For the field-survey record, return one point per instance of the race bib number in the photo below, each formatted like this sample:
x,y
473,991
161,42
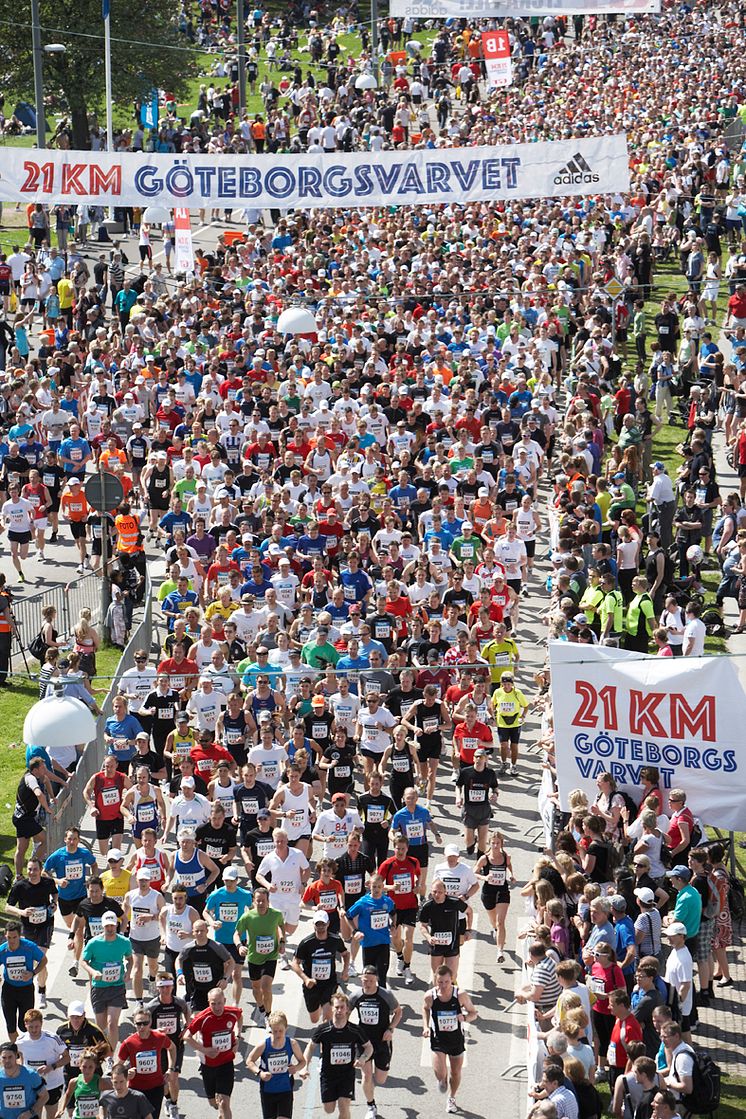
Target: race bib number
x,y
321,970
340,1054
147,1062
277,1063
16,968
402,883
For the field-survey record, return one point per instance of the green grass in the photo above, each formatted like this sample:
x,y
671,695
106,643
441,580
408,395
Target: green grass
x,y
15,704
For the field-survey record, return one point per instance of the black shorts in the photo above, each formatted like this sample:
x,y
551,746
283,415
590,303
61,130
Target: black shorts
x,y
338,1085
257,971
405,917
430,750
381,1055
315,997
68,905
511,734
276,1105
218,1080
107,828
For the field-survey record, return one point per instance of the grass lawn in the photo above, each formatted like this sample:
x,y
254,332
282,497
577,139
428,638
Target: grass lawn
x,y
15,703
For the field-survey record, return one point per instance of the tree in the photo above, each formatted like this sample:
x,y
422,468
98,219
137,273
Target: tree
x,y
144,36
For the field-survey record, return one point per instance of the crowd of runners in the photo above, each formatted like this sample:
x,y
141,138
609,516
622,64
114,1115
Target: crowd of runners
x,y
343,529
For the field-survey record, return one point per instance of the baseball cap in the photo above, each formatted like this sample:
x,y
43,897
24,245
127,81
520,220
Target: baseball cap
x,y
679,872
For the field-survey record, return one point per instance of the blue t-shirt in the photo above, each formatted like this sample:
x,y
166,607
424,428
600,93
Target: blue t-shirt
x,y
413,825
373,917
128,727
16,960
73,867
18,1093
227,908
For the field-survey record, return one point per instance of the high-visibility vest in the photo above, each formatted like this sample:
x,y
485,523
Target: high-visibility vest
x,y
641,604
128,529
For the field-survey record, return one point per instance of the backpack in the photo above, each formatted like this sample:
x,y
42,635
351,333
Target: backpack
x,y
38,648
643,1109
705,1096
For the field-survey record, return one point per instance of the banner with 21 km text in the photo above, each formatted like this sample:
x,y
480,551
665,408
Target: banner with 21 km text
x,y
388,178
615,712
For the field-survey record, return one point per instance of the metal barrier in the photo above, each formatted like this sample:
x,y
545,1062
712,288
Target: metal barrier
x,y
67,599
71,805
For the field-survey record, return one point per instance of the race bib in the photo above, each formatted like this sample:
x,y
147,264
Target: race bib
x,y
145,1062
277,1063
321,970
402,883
----------
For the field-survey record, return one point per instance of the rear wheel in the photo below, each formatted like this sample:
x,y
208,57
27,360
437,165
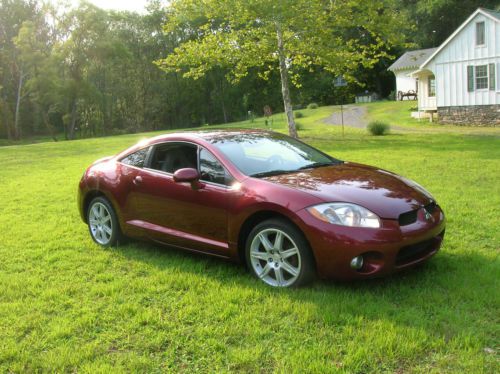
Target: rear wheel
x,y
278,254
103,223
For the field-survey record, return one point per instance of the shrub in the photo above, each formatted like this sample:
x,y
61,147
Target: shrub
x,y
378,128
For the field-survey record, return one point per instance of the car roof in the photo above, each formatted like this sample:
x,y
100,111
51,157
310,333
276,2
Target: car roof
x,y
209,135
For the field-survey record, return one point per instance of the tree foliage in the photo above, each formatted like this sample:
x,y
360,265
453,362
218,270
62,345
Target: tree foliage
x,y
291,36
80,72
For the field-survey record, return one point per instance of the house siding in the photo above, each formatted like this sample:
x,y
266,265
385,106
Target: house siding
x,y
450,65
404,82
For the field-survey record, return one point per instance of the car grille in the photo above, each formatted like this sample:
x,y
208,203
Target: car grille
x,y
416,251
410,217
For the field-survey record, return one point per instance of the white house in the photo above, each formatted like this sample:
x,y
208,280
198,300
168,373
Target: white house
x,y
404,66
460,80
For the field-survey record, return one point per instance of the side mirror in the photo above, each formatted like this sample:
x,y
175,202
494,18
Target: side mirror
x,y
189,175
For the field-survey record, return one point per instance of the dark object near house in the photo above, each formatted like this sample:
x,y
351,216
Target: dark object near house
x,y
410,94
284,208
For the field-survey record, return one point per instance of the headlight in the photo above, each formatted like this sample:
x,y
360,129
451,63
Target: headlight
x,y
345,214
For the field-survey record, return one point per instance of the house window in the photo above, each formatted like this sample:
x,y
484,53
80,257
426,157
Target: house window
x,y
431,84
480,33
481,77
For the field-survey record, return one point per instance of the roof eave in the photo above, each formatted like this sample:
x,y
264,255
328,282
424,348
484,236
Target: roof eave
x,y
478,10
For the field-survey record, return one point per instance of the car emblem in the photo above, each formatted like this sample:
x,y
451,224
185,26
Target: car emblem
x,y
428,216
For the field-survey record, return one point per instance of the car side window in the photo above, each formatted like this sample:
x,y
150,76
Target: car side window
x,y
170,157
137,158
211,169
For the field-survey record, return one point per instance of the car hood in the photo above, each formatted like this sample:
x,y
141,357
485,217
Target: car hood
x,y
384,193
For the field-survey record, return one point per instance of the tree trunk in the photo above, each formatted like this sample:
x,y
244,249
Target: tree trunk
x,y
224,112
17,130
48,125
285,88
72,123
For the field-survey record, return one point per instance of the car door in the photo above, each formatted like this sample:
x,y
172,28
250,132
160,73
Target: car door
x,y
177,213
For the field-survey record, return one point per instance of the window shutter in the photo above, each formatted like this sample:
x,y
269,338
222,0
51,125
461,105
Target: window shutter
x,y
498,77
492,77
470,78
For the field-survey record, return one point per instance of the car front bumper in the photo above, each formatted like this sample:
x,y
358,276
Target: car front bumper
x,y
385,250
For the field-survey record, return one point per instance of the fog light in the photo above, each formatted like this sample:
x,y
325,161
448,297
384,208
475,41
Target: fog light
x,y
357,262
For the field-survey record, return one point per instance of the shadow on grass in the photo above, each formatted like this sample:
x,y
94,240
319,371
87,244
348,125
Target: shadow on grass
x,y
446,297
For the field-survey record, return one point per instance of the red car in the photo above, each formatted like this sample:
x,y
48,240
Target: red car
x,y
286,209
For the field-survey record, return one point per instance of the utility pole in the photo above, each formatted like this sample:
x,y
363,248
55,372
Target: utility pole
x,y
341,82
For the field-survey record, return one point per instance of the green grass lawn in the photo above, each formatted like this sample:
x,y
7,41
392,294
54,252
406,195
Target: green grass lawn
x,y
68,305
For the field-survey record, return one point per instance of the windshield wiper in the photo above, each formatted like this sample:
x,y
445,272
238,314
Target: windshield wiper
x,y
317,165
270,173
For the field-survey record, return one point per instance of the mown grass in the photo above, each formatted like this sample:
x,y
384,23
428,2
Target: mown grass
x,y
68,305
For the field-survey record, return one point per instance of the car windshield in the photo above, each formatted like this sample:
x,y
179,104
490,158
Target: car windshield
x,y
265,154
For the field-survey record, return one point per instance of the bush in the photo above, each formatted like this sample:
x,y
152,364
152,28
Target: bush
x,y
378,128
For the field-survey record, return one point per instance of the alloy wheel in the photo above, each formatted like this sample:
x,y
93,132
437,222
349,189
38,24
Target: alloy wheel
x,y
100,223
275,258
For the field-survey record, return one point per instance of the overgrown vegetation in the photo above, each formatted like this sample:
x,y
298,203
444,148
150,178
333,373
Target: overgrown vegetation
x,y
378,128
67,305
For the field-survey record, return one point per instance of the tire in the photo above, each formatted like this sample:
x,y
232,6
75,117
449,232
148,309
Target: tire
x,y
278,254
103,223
----------
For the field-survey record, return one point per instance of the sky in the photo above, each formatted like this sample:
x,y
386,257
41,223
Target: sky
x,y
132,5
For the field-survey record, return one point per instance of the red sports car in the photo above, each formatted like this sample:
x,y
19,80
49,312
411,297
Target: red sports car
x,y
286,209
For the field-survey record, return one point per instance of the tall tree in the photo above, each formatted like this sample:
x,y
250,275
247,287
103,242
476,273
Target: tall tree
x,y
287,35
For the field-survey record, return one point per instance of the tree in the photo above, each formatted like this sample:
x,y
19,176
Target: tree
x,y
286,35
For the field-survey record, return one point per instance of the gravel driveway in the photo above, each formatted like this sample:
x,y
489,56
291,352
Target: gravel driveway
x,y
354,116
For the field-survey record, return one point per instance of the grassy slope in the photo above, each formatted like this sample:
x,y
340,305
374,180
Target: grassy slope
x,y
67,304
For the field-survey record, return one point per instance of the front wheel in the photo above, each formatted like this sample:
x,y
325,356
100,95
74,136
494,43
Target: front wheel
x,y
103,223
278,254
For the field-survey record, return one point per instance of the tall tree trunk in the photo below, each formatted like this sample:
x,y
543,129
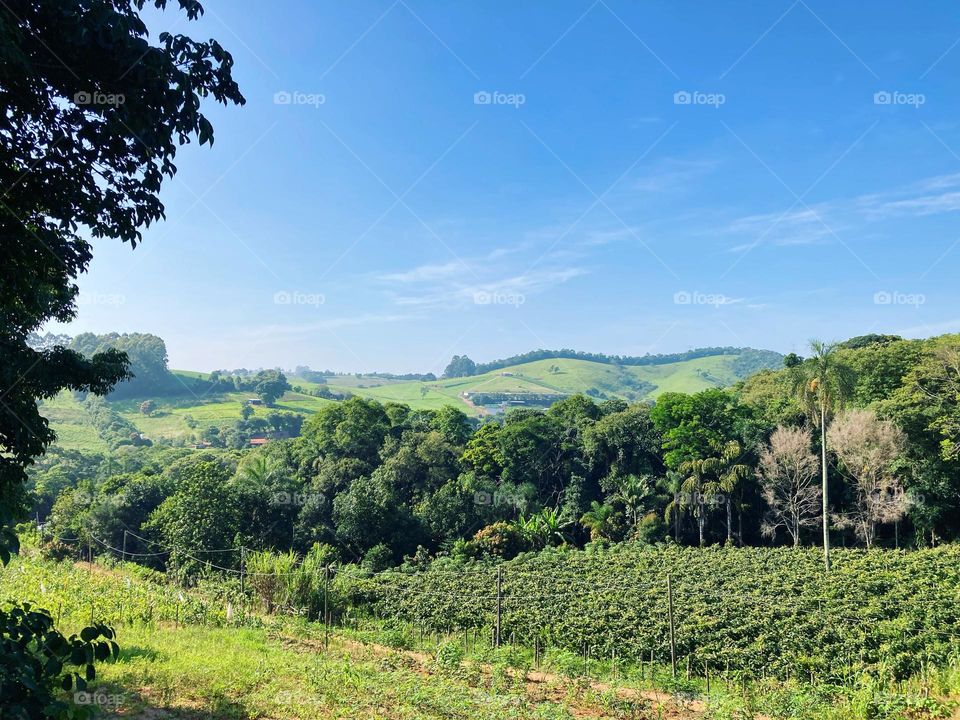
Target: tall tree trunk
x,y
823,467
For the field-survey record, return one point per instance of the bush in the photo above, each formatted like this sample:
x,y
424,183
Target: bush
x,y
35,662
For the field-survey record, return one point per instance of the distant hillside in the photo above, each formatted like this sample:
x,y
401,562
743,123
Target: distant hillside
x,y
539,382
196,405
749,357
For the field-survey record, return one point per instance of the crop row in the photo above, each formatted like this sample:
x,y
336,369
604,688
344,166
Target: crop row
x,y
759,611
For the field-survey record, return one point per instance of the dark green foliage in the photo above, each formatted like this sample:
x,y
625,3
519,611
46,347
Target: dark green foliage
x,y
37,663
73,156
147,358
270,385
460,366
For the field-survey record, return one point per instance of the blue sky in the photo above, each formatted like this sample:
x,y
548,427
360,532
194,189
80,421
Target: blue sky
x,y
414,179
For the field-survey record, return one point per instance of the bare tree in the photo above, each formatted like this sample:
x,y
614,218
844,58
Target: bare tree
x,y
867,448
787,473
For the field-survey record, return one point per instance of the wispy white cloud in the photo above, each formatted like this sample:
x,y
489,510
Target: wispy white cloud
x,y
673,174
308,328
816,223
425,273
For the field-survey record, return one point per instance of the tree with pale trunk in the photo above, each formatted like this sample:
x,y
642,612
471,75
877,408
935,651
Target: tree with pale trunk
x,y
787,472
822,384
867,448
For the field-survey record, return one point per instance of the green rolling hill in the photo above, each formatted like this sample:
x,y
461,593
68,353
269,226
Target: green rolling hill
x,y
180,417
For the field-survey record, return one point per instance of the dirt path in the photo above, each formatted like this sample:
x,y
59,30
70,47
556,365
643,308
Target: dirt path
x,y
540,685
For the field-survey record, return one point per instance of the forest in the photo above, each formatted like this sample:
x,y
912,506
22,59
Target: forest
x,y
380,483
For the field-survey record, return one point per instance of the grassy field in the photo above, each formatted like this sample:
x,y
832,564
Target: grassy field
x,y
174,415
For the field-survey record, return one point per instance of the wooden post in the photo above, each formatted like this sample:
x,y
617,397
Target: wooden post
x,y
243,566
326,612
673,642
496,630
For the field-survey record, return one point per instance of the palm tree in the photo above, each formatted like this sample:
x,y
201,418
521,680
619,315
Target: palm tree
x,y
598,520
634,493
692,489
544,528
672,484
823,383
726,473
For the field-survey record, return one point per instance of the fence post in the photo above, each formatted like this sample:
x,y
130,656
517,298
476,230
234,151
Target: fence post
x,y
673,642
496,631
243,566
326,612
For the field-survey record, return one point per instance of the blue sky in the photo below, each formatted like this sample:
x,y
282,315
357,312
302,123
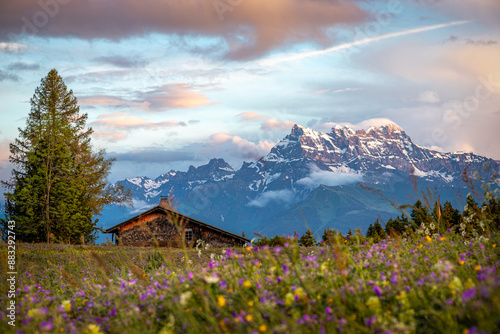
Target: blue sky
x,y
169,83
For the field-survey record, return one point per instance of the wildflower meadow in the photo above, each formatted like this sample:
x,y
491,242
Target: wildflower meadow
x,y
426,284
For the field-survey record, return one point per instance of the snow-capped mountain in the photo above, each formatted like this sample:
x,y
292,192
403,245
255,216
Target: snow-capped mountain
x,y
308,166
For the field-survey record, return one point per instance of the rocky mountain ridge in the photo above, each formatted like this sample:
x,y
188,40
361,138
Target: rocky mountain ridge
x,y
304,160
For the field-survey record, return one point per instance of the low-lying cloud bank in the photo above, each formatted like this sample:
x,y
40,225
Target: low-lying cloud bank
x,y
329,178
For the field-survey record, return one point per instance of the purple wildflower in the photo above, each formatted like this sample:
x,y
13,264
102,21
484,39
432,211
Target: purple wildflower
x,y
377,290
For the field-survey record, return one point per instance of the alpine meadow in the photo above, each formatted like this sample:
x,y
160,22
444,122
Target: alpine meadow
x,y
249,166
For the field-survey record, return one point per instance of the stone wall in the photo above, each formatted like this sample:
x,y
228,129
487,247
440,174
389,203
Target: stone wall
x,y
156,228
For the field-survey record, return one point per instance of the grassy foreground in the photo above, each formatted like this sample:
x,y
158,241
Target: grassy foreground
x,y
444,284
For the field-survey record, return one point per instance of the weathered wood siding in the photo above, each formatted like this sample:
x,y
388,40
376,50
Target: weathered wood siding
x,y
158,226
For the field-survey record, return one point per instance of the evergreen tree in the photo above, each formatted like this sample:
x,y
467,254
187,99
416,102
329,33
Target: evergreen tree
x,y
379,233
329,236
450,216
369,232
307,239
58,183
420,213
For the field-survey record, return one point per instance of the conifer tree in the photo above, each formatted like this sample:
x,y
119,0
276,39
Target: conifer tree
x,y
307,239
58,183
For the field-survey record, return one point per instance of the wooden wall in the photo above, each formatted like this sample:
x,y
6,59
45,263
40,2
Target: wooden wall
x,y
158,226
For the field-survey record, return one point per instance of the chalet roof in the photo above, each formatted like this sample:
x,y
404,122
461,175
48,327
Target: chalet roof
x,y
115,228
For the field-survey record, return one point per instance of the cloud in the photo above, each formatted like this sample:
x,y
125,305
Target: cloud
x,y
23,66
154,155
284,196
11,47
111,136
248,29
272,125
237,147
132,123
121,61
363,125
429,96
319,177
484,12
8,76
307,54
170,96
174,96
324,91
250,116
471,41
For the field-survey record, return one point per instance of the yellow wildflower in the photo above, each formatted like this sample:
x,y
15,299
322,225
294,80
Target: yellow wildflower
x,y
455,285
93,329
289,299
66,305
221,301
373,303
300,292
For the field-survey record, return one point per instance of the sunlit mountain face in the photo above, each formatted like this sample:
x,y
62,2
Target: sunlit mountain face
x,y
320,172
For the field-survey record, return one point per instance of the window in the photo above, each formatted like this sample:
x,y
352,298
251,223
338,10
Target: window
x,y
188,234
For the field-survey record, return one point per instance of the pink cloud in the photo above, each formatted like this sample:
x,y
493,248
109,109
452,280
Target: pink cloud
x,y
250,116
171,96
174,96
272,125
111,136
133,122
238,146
----------
• **Required work**: The word "below" appears in some lines of the data. Copy every one of those lines.

• **Response for this exercise**:
For the field-survey record, return one point per instance of the race bib number in the photo below, each formatted like this sample:
For the field-survey record, return one point per instance of the rear wheel in the photo below, each formatted like this sample:
For the field-survey record, return one point per instance of the tall tree trunk in the photo below, each formatted like this sample:
For the field-survey record, return one point per instance of the blue sky in the photo below, each formatted like this sample:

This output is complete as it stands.